Brief a
Could you repeat the rows below the review word for word, everything from their start down through the line containing "column 304, row 234", leaving the pictures out?

═════ Text shown ═════

Tuesday, May 18, 2010

Jordan's Review: Glee, Season 1, Episode 19: Dream On

For everything I sort of like about Glee, and for everything the show could do, pretty easily, to become a great hour of television, there are about five things about it that piss me off. Its characters are stereotypes at best (and pretty much shells for dialogue at worst, like Tina, who I'll talk about more in a moment), its storylines are often pat and offensive when they aren't entirely illogical or just plain stupid. And it tends to hit the reset button at the end of every episode and sacrifice any interesting story developments or character movements just so things will be back at square one for the next episode.

Yes, Glee is a deeply flawed show, but it still reeks of the potential for greatness. I once wrote (some have said insanely) that I wish the show was just a little bit more like Mad Men. As I said a lot of readers (well, ok, two or three) told me I was crazy, but I think there's a potential parallel between Mad Men's characters who are trapped in lives they don't want to lead or constrained from achieving their dreams, and Glee's kids who, for the moment at least, are keeping the dream alive. Chances are none of our protagonists will ever be a star, and that fact haunts them all, even as they glue a smile to their faces, step outside, and put on a show. Will is more than just a teacher to these kids, and more than just a supportive reaction shot during musical numbers, he is a cautionary tale for what their lives may (and in fact, probably will) become if they keep chasing their dreams decades after its clear they are dead. There is a lot that Glee could be, and "Dream On" gets two-thirds of the way toward making a step in the right direction.

═════ Provided records ═════

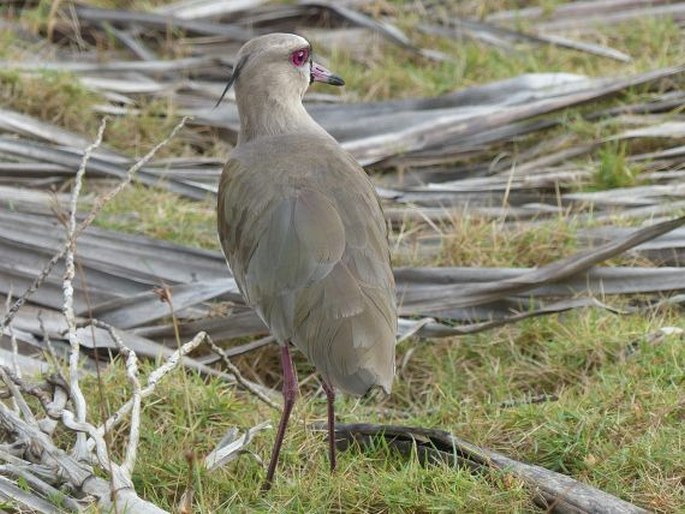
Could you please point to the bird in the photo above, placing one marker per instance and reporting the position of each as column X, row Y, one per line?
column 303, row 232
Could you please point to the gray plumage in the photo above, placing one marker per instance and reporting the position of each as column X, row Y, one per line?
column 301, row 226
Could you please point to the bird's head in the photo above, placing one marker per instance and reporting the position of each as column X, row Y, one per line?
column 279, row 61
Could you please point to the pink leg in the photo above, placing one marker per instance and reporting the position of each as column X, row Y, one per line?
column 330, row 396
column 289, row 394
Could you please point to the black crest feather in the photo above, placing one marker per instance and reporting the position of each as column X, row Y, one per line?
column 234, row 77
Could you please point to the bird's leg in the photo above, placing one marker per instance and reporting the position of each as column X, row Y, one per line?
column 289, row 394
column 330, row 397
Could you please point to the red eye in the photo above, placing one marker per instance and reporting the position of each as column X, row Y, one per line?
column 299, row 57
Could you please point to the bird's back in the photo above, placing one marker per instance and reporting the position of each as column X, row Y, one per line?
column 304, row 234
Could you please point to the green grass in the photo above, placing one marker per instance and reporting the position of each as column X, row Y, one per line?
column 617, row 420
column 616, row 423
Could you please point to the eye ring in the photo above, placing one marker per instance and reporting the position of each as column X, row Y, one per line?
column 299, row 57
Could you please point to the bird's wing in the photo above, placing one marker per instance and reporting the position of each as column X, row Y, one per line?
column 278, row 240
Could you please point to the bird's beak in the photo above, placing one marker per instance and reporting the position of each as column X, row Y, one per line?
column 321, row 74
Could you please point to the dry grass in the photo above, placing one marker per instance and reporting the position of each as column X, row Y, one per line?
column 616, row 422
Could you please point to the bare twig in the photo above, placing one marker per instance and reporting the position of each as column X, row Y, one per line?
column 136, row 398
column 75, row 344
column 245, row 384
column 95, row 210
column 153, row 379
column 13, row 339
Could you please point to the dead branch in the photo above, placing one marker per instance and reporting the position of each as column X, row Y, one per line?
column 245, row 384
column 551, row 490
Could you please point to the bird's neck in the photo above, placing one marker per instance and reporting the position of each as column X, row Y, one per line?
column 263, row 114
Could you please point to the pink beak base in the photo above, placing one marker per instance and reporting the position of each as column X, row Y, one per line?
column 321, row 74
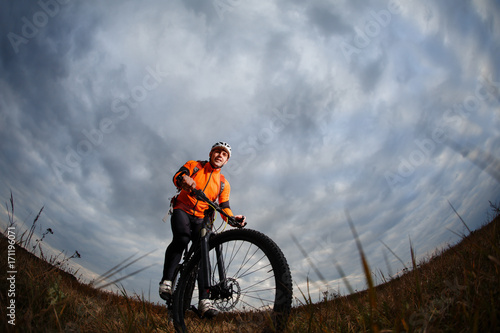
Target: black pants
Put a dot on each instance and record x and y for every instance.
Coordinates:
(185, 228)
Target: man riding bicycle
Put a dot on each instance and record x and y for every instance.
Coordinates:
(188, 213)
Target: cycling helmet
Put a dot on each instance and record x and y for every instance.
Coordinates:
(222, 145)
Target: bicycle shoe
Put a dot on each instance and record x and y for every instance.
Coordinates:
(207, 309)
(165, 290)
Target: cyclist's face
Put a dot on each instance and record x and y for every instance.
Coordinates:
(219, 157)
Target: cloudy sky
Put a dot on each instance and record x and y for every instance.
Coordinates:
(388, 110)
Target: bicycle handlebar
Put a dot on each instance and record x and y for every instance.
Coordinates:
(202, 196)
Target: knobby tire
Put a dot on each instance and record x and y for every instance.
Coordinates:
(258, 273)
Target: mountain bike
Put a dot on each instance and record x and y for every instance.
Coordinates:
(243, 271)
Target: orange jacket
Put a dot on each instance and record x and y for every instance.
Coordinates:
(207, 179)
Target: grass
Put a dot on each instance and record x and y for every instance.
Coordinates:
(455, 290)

═════

Brief b
In the Glee review above, which show does the writer wish Glee were a little bit more like?

Answer a
Could you please point to the bird in the photo above, placing one marker per instance and reporting the position of each as column X, row Y, one per line?
column 303, row 232
Could you please point to the gray plumage in the photo above, placing one marker per instance and reporting the position of each as column X, row Y, one per line?
column 301, row 226
Could you please point to the bird's head in the photo above, placing one marker per instance and reporting the position of each as column X, row Y, one per line?
column 279, row 61
Could you please point to the pink leg in the photo above, placing one marker per instance and reporting the position of each as column X, row Y, one per line?
column 330, row 396
column 289, row 394
Could you please point to the black crest feather in the photo above, placing one marker per instance and reporting the position of each as column X, row Y, one per line?
column 234, row 77
Could you please point to the bird's leg in the photo above, placing one marker per instance and reporting the position of each as column X, row Y, one per line?
column 289, row 394
column 330, row 397
Could you please point to the red eye in the photo above, placing one marker per instance and reporting the position of each as column X, row Y, one per line?
column 299, row 57
Could you please point to the bird's back in the photo above, placing one marker per instance and reporting the position of each as column X, row Y, one per line?
column 304, row 234

Answer b
Mad Men